- Extrait du texte

┌──

« Après une longue attente et de nombreuses péripéties, c’est à l’unanimité, moyennant 31 abstentions (CD&V, Blok et N-VA) que la Chambre a approuvé le 23 janvier 2003, la proposition créant un Service d’avance et de recouvrement de créances alimentaires au sein du ministère des Finances. » Un communiqué laconique pour une grande victoire. Démocratie revient sur cette fameuse loi et en décortique les différents aspects.


Quelles créances ?
Toutes les créances alimentaires constatées formellement, c’est-à-dire soit par décision judiciaire exécutoire, soit par acte authentique, entrent en ligne de compte, qu’elles soient dues à un enfant, à une épouse, divorcée ou non, ou à une cohabitante. Le niveau de revenus de la demandeuse n’est plus pris en compte. La créance doit être impayée, c’est-à-dire non payée (intégralement) deux mois, consécutifs ou non, sur les 12 derniers mois. Il faut également que bénéficiaire et débiteur aient leur domicile ou leur résidence principale en Belgique. Autrement dit, le Service ne peut poursuivre un conjoint parti refaire sa vie à l’étranger, et un conjoint belge domicilié à l’étranger ne peut réclamer d’avances auprès du Service.

└──

- Section données
┌──

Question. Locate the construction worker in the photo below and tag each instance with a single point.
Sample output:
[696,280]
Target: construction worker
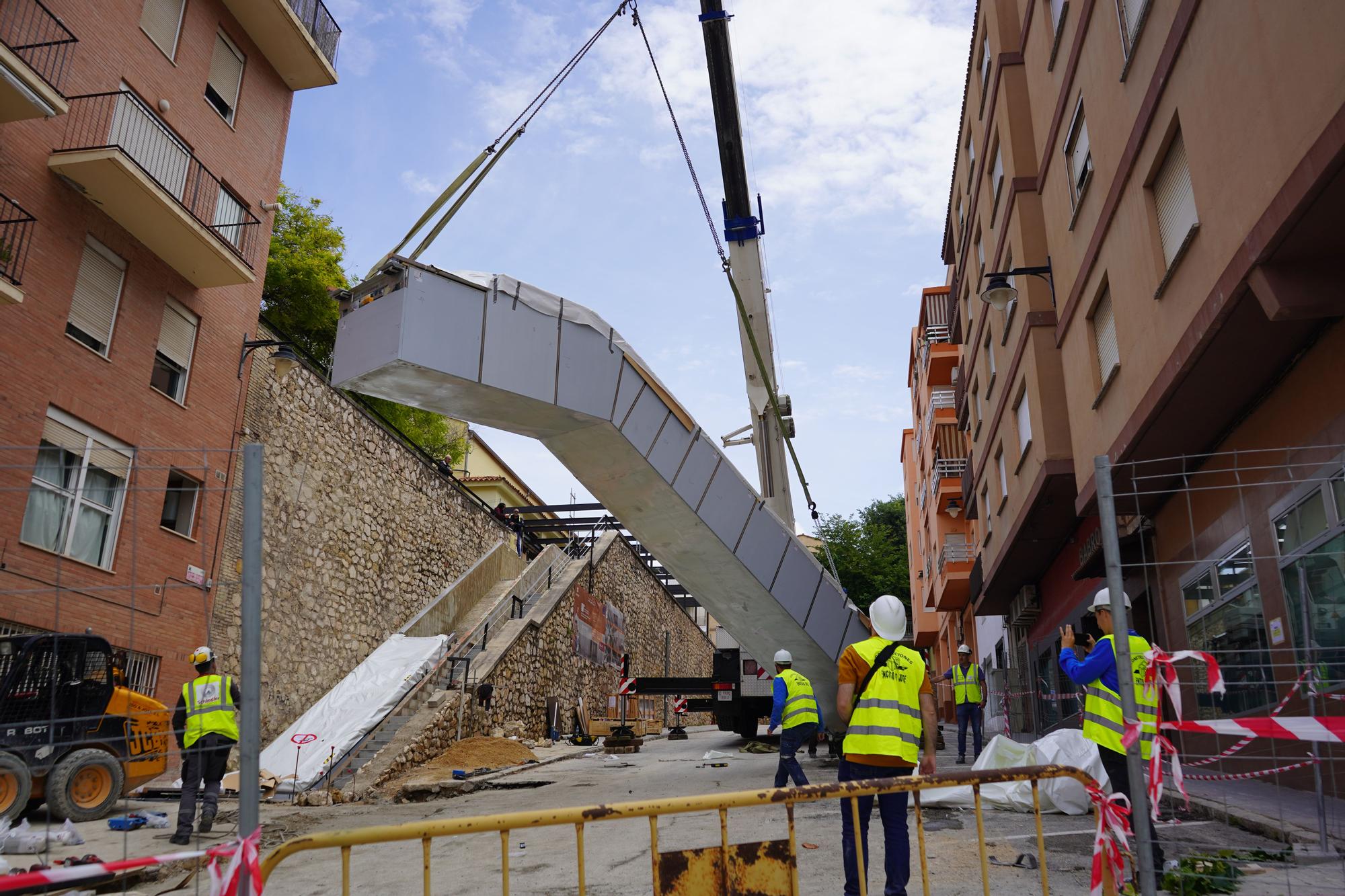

└──

- Tâches à faire
A) Dans le texte sur le Service des créances alimentaires, à quelle date la Chambre a-t-elle approuvé la proposition créant ce service ?
B) Résumez en deux phrases le texte sur le Service des créances alimentaires.
C) Poursuivez le texte sur le Service des créances alimentaires à partir de l'endroit où il s'arrête.

- Réponses par tâche
A) Le 23 janvier 2003.

B) Le 23 janvier 2003, la Chambre a approuvé à l'unanimité, avec 31 abstentions, la proposition créant un Service d'avance et de recouvrement de créances alimentaires au sein du ministère des Finances. Ce service couvre toutes les créances alimentaires fixées par décision judiciaire exécutoire ou par acte authentique, sans tenir compte des revenus de la demandeuse, à condition qu'elles soient restées impayées deux mois sur les douze derniers et que le bénéficiaire comme le débiteur vivent en Belgique.

C)
Le fonctionnement
La procédure est assez facile à résumer. La demandeuse introduit une simple demande auprès du Service des créances alimentaires à l’aide d’un formulaire. Elle est examinée dans les 30 jours. Dès que le service a examiné le dossier et l’a reçu favorablement :
- l’avance sur le montant impayé est versée immédiatement avec un plafond de 175 euros par mois, par personne pour laquelle la pension alimentaire est calculée ;
- le débiteur est prévenu et a 15 jours pour prouver qu’il exécute convenablement ses obligations alimentaires ou que ses revenus ne dépassent pas le montant du revenu d’intégration.
Le débiteur paie la pension au Service. S’il paie régulièrement pendant 6 mois consécutifs ou à la demande de la créancière, le Service se retire et la pension est à nouveau payée directement. Le Service continue cependant les démarches envers le débiteur pour récupérer les sommes impayées. Si le Service refuse la demande, le créancier peut faire appel devant le juge des saisies. La participation aux frais de gestion du Service est de 10 % en plus des montants dus pour le débiteur et de 5 %, pour le créancier, des montants versés en plus des avances mensuelles.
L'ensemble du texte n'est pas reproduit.